Items listed in a dataset:
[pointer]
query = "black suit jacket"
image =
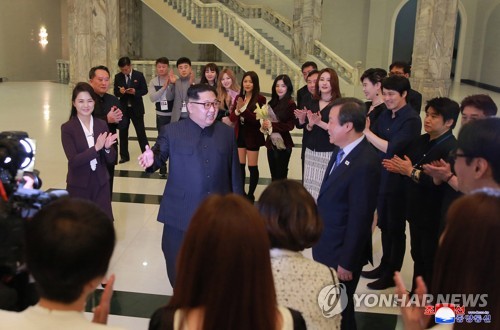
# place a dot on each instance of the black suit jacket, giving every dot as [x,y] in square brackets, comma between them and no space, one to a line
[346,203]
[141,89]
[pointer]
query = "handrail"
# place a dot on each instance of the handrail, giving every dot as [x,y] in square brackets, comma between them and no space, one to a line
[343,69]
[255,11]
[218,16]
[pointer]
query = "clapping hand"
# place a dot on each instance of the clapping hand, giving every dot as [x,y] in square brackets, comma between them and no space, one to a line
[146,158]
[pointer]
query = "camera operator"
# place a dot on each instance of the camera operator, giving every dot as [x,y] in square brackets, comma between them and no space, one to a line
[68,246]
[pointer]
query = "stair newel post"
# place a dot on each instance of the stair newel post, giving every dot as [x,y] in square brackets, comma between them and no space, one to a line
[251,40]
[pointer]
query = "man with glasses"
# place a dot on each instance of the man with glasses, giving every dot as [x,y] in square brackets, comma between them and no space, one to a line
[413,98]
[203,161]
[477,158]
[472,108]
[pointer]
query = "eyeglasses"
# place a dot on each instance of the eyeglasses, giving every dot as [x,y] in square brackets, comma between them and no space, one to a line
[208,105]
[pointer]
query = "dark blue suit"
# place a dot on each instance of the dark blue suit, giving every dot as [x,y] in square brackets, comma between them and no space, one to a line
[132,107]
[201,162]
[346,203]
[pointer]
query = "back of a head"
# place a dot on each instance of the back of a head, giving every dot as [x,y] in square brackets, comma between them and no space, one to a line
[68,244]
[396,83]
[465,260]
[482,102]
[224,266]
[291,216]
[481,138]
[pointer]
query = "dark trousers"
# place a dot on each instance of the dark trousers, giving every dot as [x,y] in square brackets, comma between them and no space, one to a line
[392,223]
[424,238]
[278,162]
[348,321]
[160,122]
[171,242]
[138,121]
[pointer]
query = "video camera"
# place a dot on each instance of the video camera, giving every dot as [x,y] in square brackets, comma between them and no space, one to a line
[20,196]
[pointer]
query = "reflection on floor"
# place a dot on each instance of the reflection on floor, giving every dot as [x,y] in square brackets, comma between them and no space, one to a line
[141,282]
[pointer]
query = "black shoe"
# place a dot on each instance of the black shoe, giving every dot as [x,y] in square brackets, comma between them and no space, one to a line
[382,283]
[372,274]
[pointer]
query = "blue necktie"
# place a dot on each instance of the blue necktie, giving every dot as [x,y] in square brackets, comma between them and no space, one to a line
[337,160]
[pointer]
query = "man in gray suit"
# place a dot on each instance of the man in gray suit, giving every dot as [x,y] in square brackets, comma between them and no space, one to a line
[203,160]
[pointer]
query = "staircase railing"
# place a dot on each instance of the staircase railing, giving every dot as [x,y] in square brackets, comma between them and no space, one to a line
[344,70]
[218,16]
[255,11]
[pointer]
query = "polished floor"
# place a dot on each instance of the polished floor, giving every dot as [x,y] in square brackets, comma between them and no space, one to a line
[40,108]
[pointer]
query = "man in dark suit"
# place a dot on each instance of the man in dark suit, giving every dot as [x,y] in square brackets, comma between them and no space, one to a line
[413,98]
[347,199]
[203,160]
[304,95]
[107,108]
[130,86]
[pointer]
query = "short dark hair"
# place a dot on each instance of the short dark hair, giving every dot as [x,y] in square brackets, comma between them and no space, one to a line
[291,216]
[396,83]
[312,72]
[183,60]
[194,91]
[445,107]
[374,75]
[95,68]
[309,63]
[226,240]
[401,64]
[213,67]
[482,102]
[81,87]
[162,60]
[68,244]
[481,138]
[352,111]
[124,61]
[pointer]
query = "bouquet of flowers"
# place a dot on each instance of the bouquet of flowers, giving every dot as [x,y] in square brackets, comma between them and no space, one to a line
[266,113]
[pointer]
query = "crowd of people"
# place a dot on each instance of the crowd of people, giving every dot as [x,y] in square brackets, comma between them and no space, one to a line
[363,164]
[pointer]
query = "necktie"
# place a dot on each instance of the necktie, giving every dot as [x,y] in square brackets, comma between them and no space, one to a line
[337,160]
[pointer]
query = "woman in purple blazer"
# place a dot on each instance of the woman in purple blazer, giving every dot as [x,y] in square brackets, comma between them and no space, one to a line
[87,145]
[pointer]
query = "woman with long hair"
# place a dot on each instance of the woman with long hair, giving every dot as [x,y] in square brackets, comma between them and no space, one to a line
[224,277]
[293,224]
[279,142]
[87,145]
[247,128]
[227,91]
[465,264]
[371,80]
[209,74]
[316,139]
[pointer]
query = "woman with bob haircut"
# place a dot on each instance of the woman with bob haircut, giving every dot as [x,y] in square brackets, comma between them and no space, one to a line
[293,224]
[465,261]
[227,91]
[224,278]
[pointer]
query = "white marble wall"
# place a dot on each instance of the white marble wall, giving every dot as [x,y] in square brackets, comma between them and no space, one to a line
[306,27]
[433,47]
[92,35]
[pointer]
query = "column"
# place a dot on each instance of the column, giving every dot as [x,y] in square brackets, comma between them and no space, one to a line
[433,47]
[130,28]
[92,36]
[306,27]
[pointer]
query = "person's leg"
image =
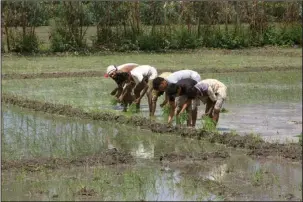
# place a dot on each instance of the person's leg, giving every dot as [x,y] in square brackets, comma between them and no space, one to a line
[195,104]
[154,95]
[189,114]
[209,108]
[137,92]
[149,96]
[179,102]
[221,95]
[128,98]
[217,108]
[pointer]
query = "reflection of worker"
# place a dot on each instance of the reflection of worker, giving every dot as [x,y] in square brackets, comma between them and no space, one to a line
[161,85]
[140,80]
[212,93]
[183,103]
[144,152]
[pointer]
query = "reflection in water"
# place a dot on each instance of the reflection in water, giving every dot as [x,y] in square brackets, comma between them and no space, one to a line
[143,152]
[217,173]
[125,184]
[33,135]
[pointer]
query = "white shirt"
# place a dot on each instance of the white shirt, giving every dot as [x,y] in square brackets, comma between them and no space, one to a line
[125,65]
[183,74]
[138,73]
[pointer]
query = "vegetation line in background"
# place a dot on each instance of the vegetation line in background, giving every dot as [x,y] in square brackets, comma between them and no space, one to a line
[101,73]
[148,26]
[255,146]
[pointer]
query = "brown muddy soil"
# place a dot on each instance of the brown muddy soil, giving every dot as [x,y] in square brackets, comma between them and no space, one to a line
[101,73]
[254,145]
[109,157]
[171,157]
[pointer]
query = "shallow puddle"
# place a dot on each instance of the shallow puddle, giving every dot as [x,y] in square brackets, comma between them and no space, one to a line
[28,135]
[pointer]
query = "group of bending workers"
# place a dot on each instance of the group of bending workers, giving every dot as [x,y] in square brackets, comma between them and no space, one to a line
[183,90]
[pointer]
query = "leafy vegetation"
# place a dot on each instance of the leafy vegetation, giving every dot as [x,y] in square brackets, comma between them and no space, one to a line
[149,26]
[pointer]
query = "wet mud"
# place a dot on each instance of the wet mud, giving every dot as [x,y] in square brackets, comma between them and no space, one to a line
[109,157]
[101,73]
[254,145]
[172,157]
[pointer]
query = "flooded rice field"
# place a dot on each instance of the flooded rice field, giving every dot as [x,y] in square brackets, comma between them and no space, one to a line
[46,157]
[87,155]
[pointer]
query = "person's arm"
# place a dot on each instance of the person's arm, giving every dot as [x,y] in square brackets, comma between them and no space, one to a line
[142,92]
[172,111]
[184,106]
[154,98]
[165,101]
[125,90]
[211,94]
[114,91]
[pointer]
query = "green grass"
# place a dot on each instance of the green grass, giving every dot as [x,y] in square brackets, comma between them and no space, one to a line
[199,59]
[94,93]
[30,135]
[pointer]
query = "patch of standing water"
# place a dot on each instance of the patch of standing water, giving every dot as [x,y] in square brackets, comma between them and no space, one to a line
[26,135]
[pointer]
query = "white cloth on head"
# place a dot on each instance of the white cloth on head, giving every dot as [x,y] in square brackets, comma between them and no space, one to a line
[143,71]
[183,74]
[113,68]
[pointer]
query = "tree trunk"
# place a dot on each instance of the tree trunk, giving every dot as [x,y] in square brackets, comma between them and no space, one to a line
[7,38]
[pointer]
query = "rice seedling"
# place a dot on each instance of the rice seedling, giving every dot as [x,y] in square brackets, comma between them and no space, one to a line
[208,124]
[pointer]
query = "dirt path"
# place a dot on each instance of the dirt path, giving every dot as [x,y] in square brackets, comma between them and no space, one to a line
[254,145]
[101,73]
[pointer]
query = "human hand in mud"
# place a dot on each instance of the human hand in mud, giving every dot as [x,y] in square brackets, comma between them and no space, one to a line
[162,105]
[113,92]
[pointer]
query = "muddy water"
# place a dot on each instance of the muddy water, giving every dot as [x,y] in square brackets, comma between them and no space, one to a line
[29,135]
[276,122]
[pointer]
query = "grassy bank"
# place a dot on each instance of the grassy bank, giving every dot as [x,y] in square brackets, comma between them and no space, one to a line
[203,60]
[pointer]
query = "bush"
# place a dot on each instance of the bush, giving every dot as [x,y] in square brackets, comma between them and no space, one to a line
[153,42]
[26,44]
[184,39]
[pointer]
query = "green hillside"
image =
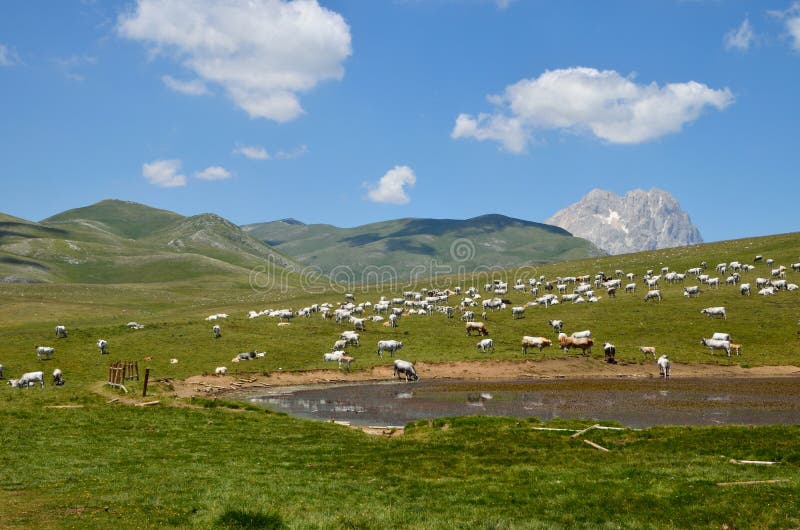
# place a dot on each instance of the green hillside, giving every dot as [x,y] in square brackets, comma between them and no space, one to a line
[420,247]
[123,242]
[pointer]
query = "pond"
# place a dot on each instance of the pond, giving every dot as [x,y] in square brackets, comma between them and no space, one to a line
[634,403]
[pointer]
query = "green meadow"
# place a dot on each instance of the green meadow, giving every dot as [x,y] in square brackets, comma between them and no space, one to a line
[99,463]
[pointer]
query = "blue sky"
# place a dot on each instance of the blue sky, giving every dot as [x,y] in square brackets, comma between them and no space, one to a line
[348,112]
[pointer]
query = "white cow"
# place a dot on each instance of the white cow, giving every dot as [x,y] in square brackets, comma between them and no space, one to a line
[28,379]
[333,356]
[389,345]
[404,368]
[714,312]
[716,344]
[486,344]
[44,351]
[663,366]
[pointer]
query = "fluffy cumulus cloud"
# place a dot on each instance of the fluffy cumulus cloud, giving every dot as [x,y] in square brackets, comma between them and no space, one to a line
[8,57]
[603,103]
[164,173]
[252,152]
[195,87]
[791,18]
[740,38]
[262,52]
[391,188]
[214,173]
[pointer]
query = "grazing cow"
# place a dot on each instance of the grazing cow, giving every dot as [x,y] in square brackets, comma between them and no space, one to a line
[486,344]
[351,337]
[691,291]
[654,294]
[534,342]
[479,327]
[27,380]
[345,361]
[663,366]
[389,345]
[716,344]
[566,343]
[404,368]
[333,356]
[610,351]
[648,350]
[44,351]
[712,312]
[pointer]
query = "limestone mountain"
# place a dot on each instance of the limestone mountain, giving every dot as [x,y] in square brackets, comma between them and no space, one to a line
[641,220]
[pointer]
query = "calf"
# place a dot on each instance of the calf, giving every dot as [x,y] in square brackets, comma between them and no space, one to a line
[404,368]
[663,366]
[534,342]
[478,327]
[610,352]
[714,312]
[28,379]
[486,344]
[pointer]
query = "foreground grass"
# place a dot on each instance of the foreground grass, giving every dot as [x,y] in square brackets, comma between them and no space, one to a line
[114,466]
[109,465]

==

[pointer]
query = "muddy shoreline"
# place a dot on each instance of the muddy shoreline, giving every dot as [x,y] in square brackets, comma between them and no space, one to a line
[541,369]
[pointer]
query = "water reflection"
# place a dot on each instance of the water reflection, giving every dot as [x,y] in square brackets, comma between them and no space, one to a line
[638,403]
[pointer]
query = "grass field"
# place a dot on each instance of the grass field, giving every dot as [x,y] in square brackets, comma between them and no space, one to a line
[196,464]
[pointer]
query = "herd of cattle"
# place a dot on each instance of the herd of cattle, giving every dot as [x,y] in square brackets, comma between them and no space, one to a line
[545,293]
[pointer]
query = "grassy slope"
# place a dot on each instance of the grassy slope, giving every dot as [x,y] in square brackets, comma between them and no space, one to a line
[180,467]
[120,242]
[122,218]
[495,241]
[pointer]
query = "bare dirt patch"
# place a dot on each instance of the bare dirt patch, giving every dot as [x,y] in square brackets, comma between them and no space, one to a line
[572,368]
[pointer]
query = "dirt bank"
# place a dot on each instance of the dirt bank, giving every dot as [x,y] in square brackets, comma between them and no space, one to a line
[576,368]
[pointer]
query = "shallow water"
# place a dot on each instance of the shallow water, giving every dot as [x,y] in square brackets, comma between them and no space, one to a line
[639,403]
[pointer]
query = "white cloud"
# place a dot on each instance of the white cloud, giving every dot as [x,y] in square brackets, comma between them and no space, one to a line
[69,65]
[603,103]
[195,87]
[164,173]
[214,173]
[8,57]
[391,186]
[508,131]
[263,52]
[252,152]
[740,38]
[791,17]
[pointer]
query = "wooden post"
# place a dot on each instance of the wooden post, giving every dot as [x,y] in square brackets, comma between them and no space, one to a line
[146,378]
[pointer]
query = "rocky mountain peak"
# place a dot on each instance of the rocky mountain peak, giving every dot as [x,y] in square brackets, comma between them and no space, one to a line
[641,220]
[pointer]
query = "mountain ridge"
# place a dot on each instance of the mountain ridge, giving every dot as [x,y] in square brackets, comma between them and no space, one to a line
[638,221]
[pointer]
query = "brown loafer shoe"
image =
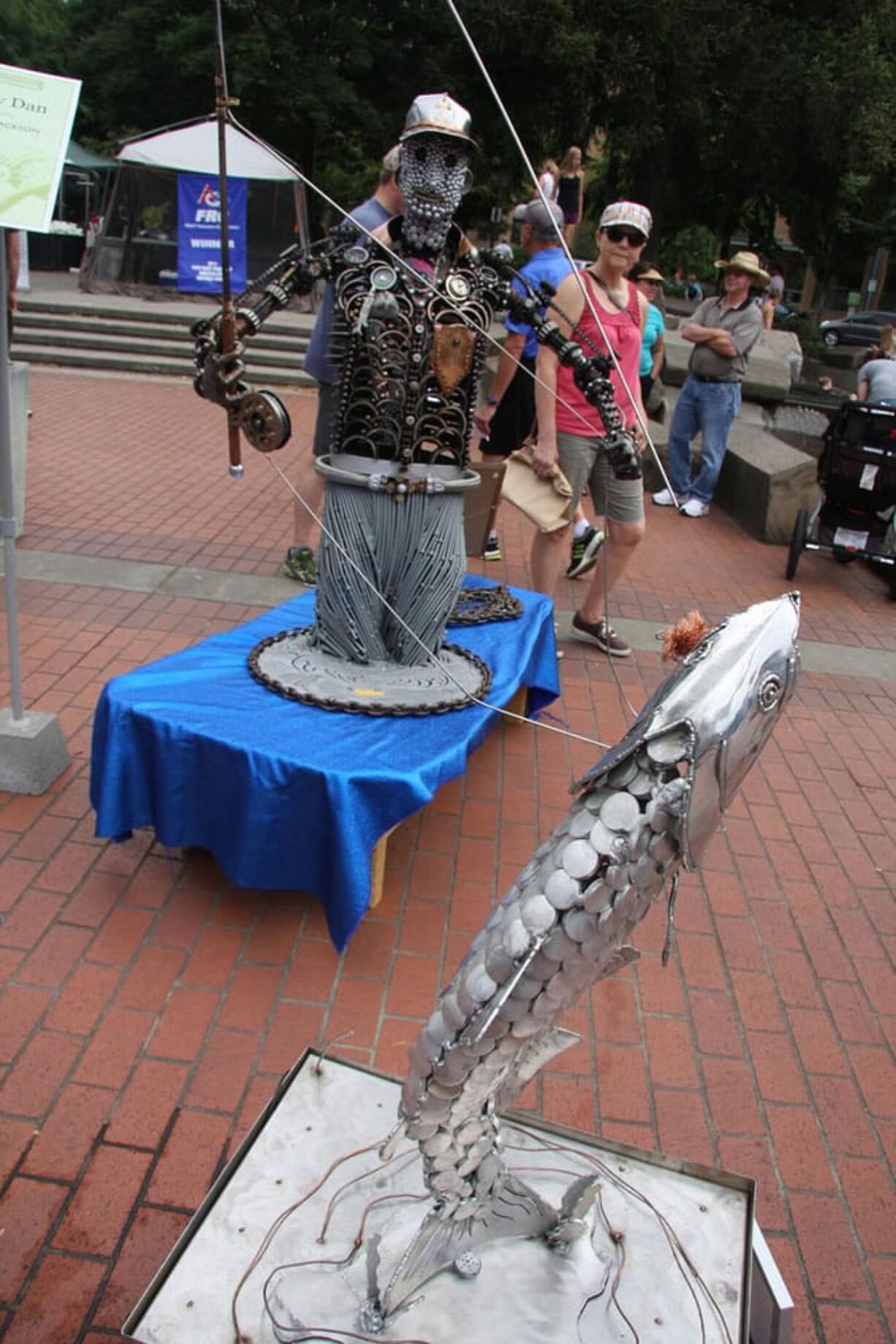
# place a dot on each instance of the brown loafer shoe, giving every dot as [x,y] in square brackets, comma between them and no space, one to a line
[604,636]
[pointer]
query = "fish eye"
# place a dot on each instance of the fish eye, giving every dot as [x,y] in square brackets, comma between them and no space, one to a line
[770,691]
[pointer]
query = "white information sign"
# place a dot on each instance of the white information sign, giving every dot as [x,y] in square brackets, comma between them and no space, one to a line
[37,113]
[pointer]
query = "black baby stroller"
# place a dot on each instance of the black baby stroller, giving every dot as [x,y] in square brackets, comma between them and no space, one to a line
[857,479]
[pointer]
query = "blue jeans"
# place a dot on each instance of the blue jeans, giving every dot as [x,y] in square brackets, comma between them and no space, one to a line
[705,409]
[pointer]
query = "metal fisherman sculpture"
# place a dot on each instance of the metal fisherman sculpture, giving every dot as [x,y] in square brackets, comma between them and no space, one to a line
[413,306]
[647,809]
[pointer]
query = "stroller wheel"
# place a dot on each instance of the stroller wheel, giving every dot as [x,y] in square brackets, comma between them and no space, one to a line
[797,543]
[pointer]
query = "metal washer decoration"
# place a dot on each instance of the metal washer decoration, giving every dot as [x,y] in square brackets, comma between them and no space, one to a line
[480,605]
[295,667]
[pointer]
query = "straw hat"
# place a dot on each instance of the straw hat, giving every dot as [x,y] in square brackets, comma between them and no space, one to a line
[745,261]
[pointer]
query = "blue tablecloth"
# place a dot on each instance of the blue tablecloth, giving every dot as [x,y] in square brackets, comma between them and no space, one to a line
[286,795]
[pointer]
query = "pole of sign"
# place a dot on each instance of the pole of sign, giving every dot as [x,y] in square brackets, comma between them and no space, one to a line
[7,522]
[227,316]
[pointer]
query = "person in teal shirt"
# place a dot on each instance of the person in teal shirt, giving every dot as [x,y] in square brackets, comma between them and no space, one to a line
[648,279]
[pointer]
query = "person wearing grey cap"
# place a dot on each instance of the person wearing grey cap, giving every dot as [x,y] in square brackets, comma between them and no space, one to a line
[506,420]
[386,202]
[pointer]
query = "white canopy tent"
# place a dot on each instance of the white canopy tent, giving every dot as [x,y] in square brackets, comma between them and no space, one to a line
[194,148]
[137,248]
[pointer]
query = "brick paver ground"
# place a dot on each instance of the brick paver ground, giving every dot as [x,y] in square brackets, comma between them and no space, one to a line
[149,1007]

__GIVEN PROBLEM__: List each line from the items listed in a dataset above that contains the word "long".

__EXERCISE RESPONSE__:
query = "woman with long hair"
# place a dot on each instance of the woman with long hair, giving every dot as [x,y] in square brackets, comma between them and no space, one to a line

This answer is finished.